- [Document section]
------------------------------

If you join with general admission, then you basically when we do our daily live trainings, you have access to all of those trainings for the week that our pop up, community is open. So we have a pop up group that is live for seven days, you have access for the whole week. And if you miss, you know one of the live trainings, you're able to really catch up anytime within those seven days before we close the group. With the 10th cohort, we decided to test something new. And we made each day's live training only available for 24 hours. So you had 24 hours to catch the replay before that day's training or the previous day's training, I should say, got removed, and then the new training that new days training would replace it.
So we still got a really high, what is the word, participation rate, like I would say if I had to estimate live each day, we had probably a 40 to 50% show up rate, which was great, especially for the time of year that it was and I feel like I don't know that that time of year in October. There's a lot of events going on in general in the online business world. So we were very happy with the live participation rate. But it seems that people had an easy enough time also, you know, catching up on a replay if they weren't able to make it live within that 24 hour window. So we didn't see any huge hurdles in terms of customer feedback from being able to meet that new expectation.
However, that said, because there was such a shorter replay window, that meant that people who wanted to refer back to the material for longer who wanted lifetime access to all the replays, there was a greater incentive for them to purchase the VIP upgrade, which we kept at the same price that it always is which is $195 for the VIP upgrade. And that includes lifetime access to all of the replays from the challenge, as well as a additional bonuses that, you know, total are like $1,500 More in value. So really, it's a no brainer for the price that we positioned it up.
So some interesting stats there. Historically, from the other nine cohorts, we've seen about a 30 to 33% conversion rate from participant to someone who purchases the VIP for this particular cohort. So normally, our cohorts, I would say range anywhere from 100 to 200 people per challenge, this challenge, we had over 440 people. So I mean, more than double our largest previous cohorts. So we had a huge influx of new challenge participants, which I think is obviously widely attributed to the fact that we did offer that pay what you want model. So this was a really great experiment for us to really widen the amount of people who entered our ecosystem through this challenge. But because of that lower buy in the conversion rate from general admission to VIP upgrade did not hold up to as high as in previous rounds. So I think we ended right around 13% actually upgraded to VIP. So again, very interesting experiment.

------------------------------

- [Complete the following]
- a) List every percentage figure or percentage range given in the challenge passage.
- b) Repeat the challenge passage word for word, from "So we still" to "that new expectation.".
- c) Carry on the challenge passage from the point where it stops.
The material after this point comes from a different source.

------------------------------

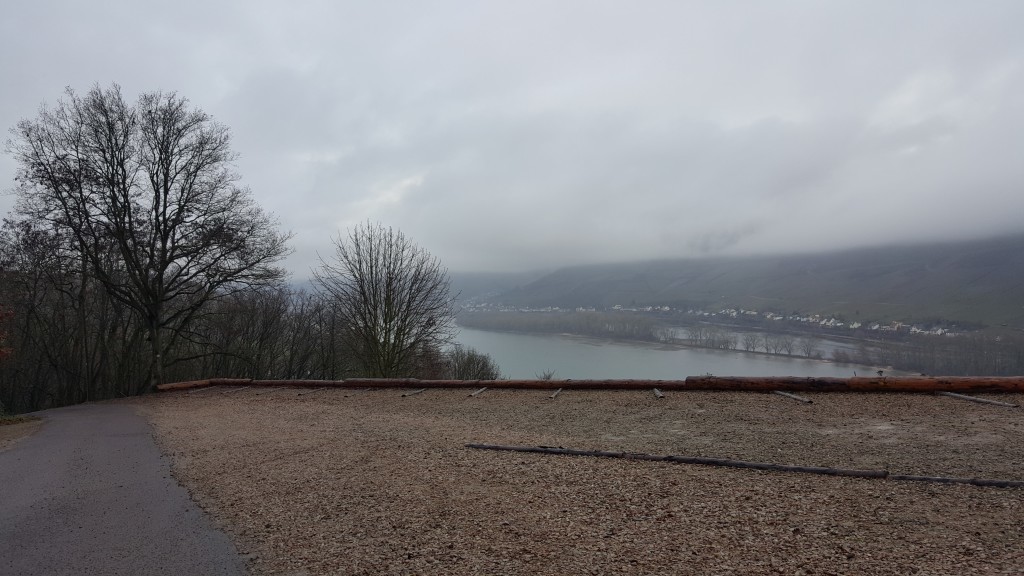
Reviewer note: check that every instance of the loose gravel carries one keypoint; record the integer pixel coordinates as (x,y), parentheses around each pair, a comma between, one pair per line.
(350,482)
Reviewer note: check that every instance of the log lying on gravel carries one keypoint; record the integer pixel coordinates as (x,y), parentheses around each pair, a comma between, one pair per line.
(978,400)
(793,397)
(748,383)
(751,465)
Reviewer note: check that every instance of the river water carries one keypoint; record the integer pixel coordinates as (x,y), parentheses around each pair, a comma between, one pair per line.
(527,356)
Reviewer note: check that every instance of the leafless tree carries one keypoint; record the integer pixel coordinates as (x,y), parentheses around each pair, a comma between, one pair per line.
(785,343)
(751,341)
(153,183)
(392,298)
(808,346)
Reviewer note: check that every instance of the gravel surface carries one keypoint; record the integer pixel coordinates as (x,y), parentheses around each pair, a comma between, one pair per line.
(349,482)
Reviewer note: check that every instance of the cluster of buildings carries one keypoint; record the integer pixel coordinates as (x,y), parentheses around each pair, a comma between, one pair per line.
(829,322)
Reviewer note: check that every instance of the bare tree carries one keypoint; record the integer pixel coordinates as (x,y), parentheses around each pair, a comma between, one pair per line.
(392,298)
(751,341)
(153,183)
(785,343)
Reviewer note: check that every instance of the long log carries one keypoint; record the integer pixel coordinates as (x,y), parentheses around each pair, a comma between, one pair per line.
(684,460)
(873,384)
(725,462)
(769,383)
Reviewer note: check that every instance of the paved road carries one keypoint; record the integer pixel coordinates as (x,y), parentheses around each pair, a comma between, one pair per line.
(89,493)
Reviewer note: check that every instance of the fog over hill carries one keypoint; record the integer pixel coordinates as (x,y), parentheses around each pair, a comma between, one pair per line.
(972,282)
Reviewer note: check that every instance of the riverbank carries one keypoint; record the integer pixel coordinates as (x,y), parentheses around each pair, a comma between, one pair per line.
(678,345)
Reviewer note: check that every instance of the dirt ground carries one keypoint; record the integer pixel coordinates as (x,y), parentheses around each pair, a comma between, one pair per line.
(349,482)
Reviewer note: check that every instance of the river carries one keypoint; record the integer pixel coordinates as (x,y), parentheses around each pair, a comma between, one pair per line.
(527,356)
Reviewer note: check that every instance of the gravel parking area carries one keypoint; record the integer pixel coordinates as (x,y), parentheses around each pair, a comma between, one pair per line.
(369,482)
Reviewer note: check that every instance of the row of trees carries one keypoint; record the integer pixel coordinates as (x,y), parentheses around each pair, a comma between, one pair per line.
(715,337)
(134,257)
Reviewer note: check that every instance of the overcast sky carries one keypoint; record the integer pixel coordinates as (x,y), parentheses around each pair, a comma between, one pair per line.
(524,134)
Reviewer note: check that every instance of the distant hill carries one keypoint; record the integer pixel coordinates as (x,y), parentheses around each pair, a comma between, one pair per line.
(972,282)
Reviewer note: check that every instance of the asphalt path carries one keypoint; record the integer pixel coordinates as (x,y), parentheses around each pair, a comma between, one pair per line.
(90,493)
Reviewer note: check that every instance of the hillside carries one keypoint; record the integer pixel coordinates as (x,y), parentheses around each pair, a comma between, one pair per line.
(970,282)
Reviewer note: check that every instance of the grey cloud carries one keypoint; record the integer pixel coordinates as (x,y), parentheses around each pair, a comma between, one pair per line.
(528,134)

------------------------------

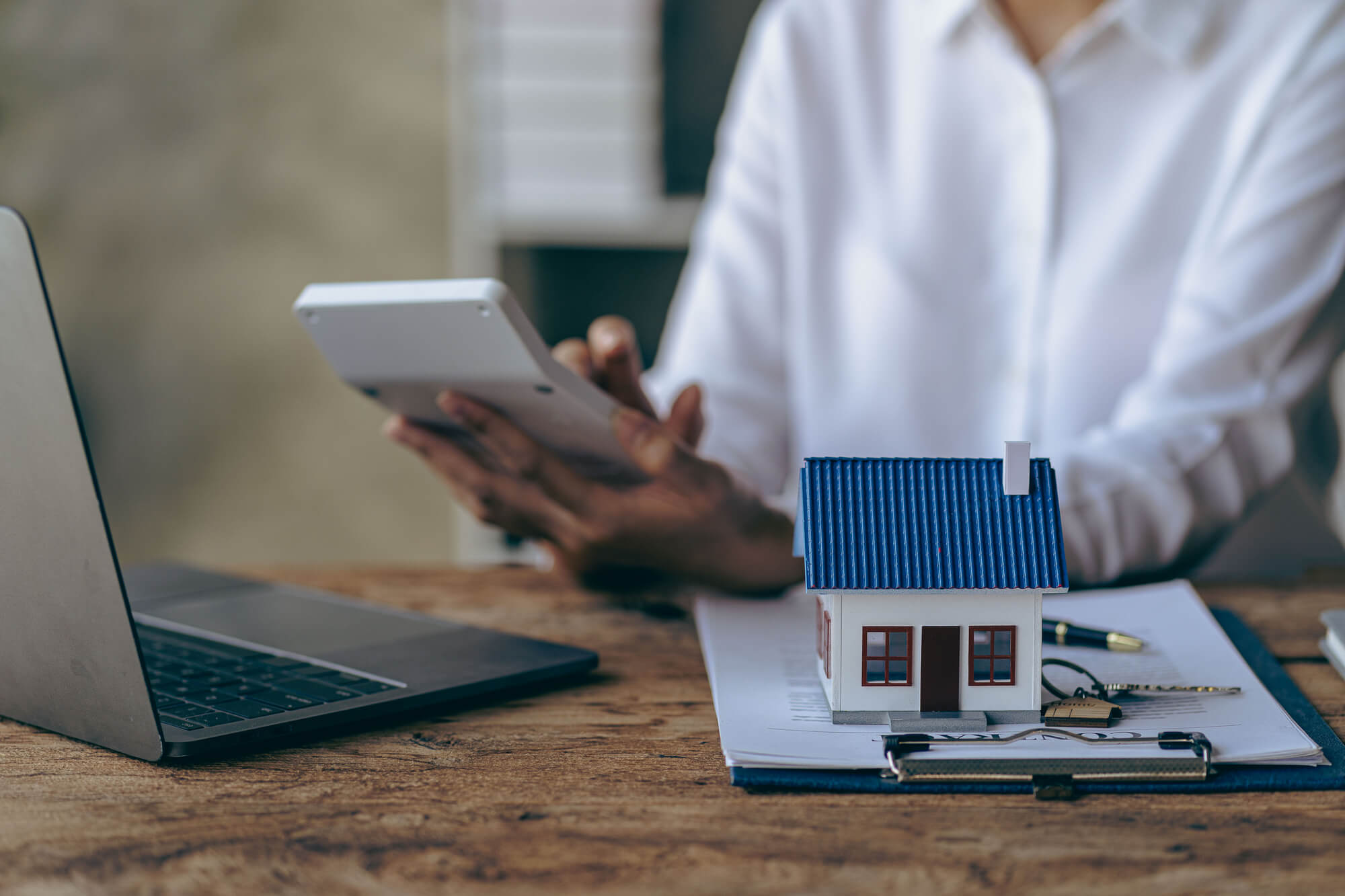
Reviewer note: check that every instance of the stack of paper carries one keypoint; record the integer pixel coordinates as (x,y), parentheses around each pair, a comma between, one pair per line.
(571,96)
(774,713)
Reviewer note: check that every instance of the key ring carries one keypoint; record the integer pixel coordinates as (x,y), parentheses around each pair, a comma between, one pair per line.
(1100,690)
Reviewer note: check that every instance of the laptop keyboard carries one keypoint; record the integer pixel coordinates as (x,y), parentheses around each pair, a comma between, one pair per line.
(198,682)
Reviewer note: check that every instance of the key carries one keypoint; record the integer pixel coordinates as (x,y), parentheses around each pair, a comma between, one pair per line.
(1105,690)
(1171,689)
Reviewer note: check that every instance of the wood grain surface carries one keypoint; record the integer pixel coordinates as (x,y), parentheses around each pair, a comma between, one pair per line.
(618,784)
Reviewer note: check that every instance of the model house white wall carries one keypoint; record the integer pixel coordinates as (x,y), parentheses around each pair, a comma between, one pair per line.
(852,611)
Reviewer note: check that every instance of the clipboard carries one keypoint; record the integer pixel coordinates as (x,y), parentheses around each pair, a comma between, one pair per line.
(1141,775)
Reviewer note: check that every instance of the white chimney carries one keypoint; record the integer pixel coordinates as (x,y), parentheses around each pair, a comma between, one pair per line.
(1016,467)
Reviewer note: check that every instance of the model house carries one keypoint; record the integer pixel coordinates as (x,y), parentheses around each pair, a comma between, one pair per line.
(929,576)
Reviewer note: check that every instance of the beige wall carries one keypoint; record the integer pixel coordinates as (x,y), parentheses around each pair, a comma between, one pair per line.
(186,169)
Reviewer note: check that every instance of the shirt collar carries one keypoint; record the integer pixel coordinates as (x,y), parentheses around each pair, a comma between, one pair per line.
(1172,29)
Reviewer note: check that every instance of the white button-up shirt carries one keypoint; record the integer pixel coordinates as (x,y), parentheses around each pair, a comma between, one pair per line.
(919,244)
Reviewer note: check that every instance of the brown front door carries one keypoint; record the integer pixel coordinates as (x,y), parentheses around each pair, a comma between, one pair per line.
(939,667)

------------------------------

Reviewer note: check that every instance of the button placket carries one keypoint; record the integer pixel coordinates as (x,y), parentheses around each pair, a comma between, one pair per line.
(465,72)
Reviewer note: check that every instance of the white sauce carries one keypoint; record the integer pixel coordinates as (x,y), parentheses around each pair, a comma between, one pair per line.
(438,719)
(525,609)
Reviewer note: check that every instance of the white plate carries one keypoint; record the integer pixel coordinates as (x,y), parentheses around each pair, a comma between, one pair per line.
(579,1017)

------------------------------

- [Task results]
- a)
- 40 to 50%
- 30 to 33%
- 13%

- b)
So we still got a really high, what is the word, participation rate, like I would say if I had to estimate live each day, we had probably a 40 to 50% show up rate, which was great, especially for the time of year that it was and I feel like I don't know that that time of year in October. There's a lot of events going on in general in the online business world. So we were very happy with the live participation rate. But it seems that people had an easy enough time also, you know, catching up on a replay if they weren't able to make it live within that 24 hour window. So we didn't see any huge hurdles in terms of customer feedback from being able to meet that new expectation.

- c)
Also, one thing we experimented with on the back end is we offered a behind the scenes, all access pass, where we took a handful of individuals through the actual process of facilitating and hosting a live challenge. So we took a few people through like, what does it look like on our end to market? A challenge like this? How do we structure the schedule? What are all of our SOPs and processes behind the scenes to like, make sure this challenge runs really smoothly to keep our members engaged to get the best student results? How do we price the upsells? And what are some of the, I guess, more silent ways that we monetize from this challenge things that aren't necessarily as front facing, but actually really add to our revenue on the back end beyond just the VIP upgrade. So that was really cool, because we've never tested something like that before.
And what I would say coming out of this is that if we could find a way, perhaps when we eventually retire paid to create, because I don't know when that will be I definitely plan to keep it going for 2024. But someday, I'm sure we won't, you know, be hosting this live challenge forever and ever. So when we put it to bed, I think it would be cool to do a bigger kind of group, taking people behind the scenes of how we structure and sell and facilitate this pay challenge. And maybe placing that into some sort of evergreen product that people could learn our process and replicate a similar format, in their own unique industry or niche teaching their own unique thing using a paid challenge format. So definitely open to teaching that again, just probably not in the exact same live format that we did this past round.
And also on the pay what you want side of things, I definitely want to continue using that pricing model. But probably I wouldn't do that, again for paid to create. I think that was a special one time offer just for the 10th cohort because we wanted to celebrate that big milestone. But I think we would probably go back to a flat rate pricing for future cohorts. That said, I do think pay what you want has a lot of merit for utilizing in any sort of setting where the primary goal is to generate as many new customers as possible in our ecosystem, right.
So I think about a lot of low ticket products as more of a way to essentially break even on customer acquisition. So even if you're not really making money on the front end, if you can acquire a customer for essentially free, then you have the opportunity on the back end to upsell them and to really extend their lifetime value as a customer, right. So I think for other low ticket products or low ticket experiences, maybe even things that I normally would have offered for free. I think having some sort of paywall is helpful to increase the actual participation rate, which I think is so essential for success on both sides.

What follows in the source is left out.